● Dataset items
_____
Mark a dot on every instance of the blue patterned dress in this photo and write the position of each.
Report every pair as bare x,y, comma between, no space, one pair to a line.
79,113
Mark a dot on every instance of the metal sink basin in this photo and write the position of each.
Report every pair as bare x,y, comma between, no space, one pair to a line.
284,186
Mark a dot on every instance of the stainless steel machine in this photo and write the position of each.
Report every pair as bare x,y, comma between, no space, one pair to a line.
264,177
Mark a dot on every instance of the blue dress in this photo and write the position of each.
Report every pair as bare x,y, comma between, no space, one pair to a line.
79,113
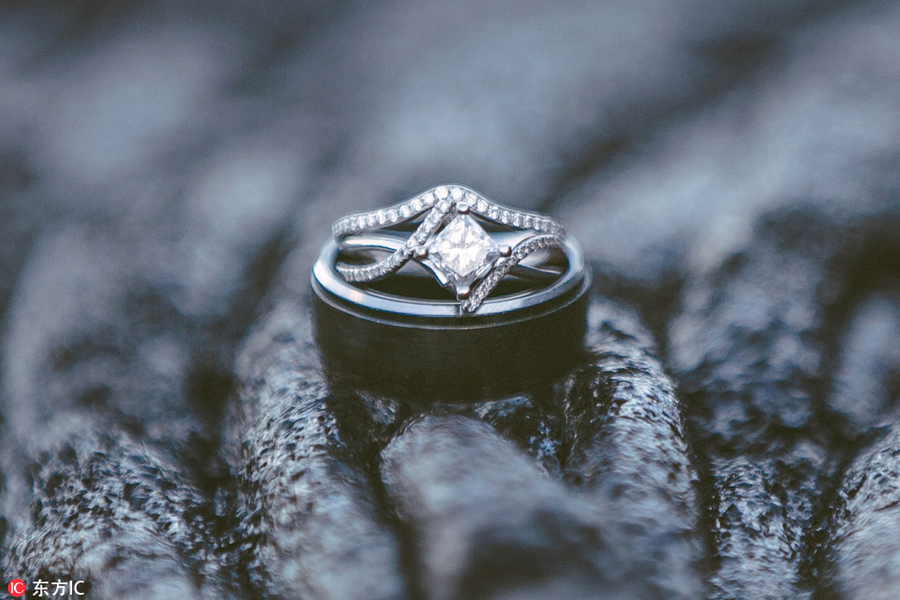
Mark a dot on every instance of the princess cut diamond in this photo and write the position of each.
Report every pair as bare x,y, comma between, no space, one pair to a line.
461,253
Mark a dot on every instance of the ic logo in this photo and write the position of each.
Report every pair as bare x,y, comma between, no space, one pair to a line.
16,588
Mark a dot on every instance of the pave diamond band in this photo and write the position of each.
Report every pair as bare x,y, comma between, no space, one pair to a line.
451,239
514,315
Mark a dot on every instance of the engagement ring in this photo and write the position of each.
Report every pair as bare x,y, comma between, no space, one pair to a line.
449,293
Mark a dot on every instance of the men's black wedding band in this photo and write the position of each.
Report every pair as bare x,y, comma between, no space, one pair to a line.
449,296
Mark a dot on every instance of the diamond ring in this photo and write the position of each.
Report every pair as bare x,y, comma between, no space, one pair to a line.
449,294
449,241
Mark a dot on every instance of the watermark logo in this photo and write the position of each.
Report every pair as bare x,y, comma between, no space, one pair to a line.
45,589
16,588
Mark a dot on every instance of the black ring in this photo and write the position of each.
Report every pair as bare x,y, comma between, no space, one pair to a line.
441,354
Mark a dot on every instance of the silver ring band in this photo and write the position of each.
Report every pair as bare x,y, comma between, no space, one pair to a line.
391,328
450,240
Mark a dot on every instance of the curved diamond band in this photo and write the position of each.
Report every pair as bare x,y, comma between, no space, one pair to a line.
515,315
448,241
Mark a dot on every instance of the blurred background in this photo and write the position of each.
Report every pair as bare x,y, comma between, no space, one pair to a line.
160,159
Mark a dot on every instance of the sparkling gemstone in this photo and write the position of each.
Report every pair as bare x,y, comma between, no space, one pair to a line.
462,252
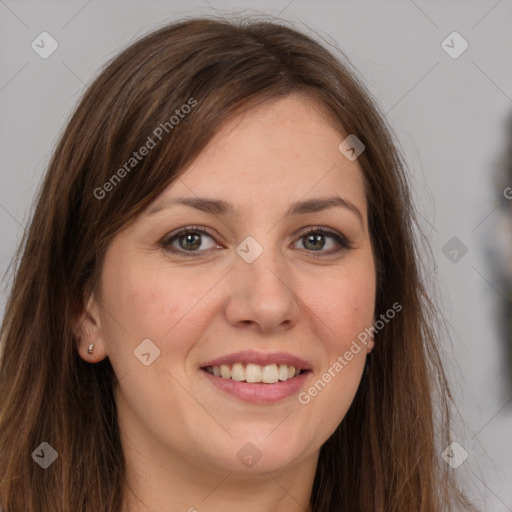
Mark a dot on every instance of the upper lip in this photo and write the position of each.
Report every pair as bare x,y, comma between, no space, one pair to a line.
250,356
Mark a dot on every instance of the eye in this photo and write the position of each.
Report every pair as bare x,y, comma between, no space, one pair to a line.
313,240
189,240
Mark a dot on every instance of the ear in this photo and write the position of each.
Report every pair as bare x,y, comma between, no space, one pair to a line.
87,331
371,342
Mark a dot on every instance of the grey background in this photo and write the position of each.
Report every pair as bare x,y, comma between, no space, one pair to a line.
451,116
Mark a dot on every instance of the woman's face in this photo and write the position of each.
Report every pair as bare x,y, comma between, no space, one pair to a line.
255,290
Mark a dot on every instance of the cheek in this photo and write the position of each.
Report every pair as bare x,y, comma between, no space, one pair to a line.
344,304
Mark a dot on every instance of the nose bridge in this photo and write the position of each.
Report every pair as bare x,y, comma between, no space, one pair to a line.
261,288
263,264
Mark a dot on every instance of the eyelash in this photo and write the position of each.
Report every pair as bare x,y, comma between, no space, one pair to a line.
339,238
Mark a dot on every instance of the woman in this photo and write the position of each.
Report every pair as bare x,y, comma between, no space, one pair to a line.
218,302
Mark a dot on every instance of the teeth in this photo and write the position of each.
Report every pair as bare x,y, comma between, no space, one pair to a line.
269,374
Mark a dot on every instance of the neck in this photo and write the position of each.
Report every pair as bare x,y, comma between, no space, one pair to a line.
156,483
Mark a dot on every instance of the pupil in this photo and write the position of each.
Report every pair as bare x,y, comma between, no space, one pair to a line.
315,239
189,238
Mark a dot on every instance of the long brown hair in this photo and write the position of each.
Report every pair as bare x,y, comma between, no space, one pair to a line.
384,455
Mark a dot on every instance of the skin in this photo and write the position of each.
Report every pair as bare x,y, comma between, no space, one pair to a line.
180,434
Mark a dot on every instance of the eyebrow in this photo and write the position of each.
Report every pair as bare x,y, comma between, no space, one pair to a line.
222,208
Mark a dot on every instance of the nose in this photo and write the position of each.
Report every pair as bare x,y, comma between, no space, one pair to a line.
262,294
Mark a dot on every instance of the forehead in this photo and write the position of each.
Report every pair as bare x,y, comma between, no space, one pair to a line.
276,152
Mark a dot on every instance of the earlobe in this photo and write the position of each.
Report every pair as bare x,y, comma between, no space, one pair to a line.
371,342
88,333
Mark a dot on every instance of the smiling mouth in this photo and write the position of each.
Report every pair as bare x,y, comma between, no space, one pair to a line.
255,373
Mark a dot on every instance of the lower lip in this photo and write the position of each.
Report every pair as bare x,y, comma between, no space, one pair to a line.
258,393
_____
These entries are to be printed again word for word, except for the pictures.

Mark a dot on every instance of the blue patterned dress in this photo and write the position of each.
Report every pair as bare x,y, comma between, no space, one pair to a line.
79,113
Mark a dot on every instance of the metal sink basin in this photo and write the position of each.
Report every pair as bare x,y, comma between, no space, one pair to a line.
284,186
Mark a dot on every instance of the stainless steel machine in this photo and write the position of each.
Report every pair as bare x,y, comma between, no space, one pair to a line.
264,177
Mark a dot on every instance of the blue dress in this photo and write the position of each.
Report every pair as bare x,y, comma between, no space, one pair to a line.
79,113
Mark a dot on every instance of the princess cut diamond in this photo and write the position of each.
Report every pair as bare x,y, comma between, no space, one pair to a line.
461,253
Mark a dot on every instance of the ic logo in this photo and write the position of each.
Report every pair as bare x,y, comma between, no space, one pair to a line.
16,588
Mark a dot on every instance of the pave diamond band in this photo and write the position of each.
Report every pair as bare x,y, comma between, no space, one pair to a line.
451,239
514,315
Mark a dot on every instance of the engagement ring in this photo and write the position of each.
Report every pair as bare x,y, comma between, no space, one pair to a line.
449,293
Mark a dot on every instance of the men's black wedding band in this photo and write the position of each.
Report every pair as bare x,y, comma between, no space, one pair to a line.
449,296
Mark a dot on every instance of the diamond ring in this photo and write the position of each.
Report every pair as bare x,y, comma between, no space, one pair to a line.
449,294
449,241
Mark a dot on every instance of the watermark logo in this photo and write the position of each.
Report every pair as bare x,y, comma between, no space, one pair to a line.
45,589
16,588
Mark a dot on every instance of the black ring in this photo and write the position of each.
Report every pair as bare x,y, comma between, no space, one pair to a line.
441,354
Mark a dot on every instance of the silver ring band in this photo and write the position of each.
Report every pair as bare x,y, comma between, no space, one pair to a line.
391,328
450,240
Mark a dot on every instance of the curved diamond band in this photo and write the position of each.
Report every pair as bare x,y, comma between, no space, one pair to a line.
515,315
448,241
Mark a dot on every instance of the blurred background in this photo and write the position of each.
Report every pair as bare x,y, comma between, no space, one pair to a line.
160,159
Mark a dot on every instance of the sparkling gemstone in this photo and write the position of each.
Report every pair as bare x,y, comma between, no space, one pair to a line.
462,252
Mark a dot on every instance of the upper lip in this photo and write the position of each.
Report every pair as bare x,y, comma between, no space, one pair to a line.
250,356
Mark a dot on every instance of the eye in this photo and write the position of each.
Report every pair as bare x,y, comma between, no space, one pair to a line.
313,240
189,240
Mark a dot on every instance of the ear in this photo and write the position of each.
Report every pair as bare x,y, comma between, no space, one pair to a line.
87,331
371,342
Mark a dot on every instance of the grey background in this photo and write the position of each.
Report every pair as bare x,y, comma between, no space, one pair to a line.
451,116
Mark a dot on every instance of the woman's face in this photo and write the position of each.
Report every pair as bare x,y, comma between, no space, one pair to a line.
255,290
Mark a dot on every instance of the cheek in this photo and write the position of each.
Report every pair as bare x,y, comma between, no space, one pair to a line.
344,304
Mark a dot on every instance of the nose bridge in this photo and write the position of each.
Report every pair as bare x,y, comma between, no space, one pair to a line.
261,288
263,264
Mark a dot on every instance of the eyelash in this photo and write the position of each.
Report every pair as bare x,y, comma between, no space, one pair to a line.
339,238
Mark a dot on every instance of the woman in this photo and write the position of each.
Report every pair as bare x,y, comma between, no space, one pair to a line.
218,302
Mark a dot on every instance of the teeth in this photo and write the position of each.
Report every pair as bare x,y, comma between, no space, one pair to a line.
269,374
Mark a dot on every instance of the neck in this photo and write the position of each.
Report every pair as bare x,y, comma between, no space, one pair to a line.
156,483
Mark a dot on every instance of the pupil in this photo and write the position of each.
Report every pair as bare x,y, comma between, no space, one pair to a line.
315,239
189,238
Mark a dot on every instance of the long brown hair in this photo and write the position of each.
Report every pair as bare x,y, comma between, no space, one pair to a line.
384,455
Mark a dot on every instance of the skin in this photo and write the position of each.
Report every pair as bare x,y, comma between, no space, one pair to a line.
180,434
Mark a dot on every instance of the eyebrow in this photo and write the position of each.
Report every pair as bare x,y, comma between, no space, one pair to a line.
222,208
Mark a dot on every instance of the nose in this photo and write the position of each.
Report every pair as bare x,y, comma between, no space, one pair to a line.
262,294
Mark a dot on every instance of the forehead in this photo and write the position of each.
Report every pair as bare x,y, comma between, no space, one pair to a line.
276,152
Mark a dot on every instance of the earlobe in this photo and write the position of each.
Report every pair as bare x,y, comma between, no space, one pair to a line.
371,342
88,333
Mark a dot on every instance of the smiling mouth in this photo and write the position of each.
Report every pair as bare x,y, comma between, no space, one pair to a line.
255,373
Mark a dot on every instance of the lower lip in this photo and write the position of each.
Report every pair as bare x,y, comma between, no space, one pair to a line.
258,393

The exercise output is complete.